Dataset records
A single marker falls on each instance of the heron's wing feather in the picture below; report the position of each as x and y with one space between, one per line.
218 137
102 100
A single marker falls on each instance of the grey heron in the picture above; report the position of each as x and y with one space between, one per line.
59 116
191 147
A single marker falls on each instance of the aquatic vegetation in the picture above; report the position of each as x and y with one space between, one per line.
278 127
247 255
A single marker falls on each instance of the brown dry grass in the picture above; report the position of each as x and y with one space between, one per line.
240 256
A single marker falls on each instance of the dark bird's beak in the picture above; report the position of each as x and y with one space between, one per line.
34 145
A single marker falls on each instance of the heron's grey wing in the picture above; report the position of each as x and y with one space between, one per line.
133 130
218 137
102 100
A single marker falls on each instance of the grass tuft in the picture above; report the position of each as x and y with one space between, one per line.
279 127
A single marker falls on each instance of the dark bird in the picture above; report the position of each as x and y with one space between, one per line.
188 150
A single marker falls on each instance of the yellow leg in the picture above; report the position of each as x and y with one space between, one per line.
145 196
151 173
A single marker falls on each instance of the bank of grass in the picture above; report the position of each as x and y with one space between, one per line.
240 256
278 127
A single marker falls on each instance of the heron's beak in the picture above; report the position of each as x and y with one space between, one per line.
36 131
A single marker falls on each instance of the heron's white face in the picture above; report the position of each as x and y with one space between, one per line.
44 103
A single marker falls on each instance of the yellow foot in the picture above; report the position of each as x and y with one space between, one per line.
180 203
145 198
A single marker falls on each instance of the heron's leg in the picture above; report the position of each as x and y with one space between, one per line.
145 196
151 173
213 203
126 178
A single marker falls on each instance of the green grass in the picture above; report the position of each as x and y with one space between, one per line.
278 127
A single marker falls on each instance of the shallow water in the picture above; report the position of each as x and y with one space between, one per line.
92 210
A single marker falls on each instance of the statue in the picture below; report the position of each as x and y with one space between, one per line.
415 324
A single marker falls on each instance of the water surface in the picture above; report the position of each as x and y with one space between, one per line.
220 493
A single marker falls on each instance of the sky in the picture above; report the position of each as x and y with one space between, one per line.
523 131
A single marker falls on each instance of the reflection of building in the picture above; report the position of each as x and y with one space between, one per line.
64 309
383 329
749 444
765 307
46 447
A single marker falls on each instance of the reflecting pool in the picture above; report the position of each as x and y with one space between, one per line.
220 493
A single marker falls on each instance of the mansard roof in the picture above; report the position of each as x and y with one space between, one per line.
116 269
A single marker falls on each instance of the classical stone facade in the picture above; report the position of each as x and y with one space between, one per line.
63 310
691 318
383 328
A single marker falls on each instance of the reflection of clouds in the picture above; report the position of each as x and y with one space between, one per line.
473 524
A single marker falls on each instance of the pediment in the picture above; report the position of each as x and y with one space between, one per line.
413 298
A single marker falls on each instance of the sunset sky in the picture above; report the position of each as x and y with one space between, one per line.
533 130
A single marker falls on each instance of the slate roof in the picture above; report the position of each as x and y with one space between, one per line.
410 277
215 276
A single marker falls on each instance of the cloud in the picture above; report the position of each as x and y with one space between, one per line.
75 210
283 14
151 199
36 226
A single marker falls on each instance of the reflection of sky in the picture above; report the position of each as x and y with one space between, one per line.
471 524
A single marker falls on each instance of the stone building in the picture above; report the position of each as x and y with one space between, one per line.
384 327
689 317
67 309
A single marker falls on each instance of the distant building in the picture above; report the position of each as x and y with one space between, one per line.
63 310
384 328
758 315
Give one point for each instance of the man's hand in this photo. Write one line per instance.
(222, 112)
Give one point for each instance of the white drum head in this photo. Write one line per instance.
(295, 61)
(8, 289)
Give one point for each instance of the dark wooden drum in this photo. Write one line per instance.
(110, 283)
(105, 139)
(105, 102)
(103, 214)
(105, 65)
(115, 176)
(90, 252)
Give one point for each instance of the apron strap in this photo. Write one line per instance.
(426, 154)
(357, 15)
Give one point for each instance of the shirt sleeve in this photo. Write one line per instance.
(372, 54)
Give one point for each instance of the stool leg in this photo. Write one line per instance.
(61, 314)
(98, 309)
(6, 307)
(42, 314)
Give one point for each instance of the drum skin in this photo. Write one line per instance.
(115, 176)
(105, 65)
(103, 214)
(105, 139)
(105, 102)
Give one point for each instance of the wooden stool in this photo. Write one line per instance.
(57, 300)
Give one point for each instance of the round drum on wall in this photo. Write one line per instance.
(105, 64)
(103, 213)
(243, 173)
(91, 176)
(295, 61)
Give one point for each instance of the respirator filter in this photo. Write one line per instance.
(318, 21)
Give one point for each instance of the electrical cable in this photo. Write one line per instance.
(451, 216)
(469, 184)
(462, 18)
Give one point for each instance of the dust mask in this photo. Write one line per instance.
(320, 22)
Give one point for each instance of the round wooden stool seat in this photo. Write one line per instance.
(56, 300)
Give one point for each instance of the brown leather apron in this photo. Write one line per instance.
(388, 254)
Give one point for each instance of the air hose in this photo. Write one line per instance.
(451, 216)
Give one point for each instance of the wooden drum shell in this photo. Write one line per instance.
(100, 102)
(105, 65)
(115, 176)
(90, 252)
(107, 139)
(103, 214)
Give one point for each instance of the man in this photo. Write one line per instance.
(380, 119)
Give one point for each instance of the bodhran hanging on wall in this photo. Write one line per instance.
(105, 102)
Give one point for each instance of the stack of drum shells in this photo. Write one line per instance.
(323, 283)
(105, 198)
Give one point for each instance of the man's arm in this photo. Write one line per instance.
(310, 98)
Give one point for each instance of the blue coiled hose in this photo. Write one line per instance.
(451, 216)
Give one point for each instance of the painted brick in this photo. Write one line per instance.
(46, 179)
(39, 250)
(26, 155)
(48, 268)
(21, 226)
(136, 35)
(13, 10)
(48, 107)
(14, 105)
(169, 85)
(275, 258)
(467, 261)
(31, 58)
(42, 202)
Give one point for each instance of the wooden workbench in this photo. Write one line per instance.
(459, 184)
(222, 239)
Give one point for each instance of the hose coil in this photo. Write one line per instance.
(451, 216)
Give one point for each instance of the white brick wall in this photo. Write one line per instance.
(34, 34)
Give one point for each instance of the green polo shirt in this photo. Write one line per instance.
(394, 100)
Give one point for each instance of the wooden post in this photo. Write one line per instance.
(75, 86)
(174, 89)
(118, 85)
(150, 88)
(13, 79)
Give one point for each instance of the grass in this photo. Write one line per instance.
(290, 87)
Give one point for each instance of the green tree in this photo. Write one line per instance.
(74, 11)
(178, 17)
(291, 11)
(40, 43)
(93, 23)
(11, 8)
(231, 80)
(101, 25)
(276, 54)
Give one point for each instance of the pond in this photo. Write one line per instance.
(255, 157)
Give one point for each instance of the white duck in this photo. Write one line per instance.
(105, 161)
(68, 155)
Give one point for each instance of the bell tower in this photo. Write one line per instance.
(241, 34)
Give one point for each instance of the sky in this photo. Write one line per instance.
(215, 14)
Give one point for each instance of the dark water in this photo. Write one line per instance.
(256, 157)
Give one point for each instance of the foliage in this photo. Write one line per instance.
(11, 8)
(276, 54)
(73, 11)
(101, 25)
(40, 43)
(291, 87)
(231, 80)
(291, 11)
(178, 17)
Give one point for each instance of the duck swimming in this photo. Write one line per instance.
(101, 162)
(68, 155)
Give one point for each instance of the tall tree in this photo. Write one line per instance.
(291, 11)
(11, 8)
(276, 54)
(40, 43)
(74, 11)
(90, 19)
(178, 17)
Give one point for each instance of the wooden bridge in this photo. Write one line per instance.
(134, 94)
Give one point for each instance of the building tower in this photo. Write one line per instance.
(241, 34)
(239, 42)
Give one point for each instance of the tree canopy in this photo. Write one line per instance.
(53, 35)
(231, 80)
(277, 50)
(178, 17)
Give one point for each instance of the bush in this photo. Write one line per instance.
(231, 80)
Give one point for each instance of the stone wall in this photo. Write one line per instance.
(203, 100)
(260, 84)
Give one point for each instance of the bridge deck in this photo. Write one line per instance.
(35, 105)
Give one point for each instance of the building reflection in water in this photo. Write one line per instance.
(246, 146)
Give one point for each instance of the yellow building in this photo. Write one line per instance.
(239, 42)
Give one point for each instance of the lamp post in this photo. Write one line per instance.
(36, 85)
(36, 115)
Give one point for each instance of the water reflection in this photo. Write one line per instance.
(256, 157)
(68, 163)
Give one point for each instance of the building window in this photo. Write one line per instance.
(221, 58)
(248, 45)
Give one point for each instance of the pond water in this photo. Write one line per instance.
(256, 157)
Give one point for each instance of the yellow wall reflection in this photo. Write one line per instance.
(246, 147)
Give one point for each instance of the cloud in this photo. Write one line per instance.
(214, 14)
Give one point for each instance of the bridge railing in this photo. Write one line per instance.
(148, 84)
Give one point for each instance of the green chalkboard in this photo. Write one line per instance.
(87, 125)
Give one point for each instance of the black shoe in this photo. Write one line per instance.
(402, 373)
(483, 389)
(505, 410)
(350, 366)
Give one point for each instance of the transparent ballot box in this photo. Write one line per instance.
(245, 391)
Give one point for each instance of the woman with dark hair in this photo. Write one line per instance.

- [What you should do] Starting at the line that contains "Give one point for each instance of the pond water", copy each line exactly through the end of the listing above. Include that first line and the last one, and add nothing.

- [Exercise output]
Give one point for each instance of the pond water in this photo. Write one line per instance.
(256, 157)
Give one point for each instance of the yellow wall reflection in this photo. Write one line per instance.
(246, 147)
Give one point for each instance of the cloud in this photo. Write one line per instance.
(214, 14)
Give one point for each instance of the bridge railing in this photo. Write one line per instance.
(148, 84)
Give one point for each instance of the green chalkboard in this photo. Write one line per instance.
(87, 125)
Give one point for each instance of the black shoe in this photo. Write one line per instance.
(402, 373)
(483, 389)
(505, 410)
(350, 366)
Give one point for each instance of the transparent ballot box in this photo. Write one line per instance.
(245, 391)
Give one point for each instance of the woman with dark hair in this photo. Write one line per instance.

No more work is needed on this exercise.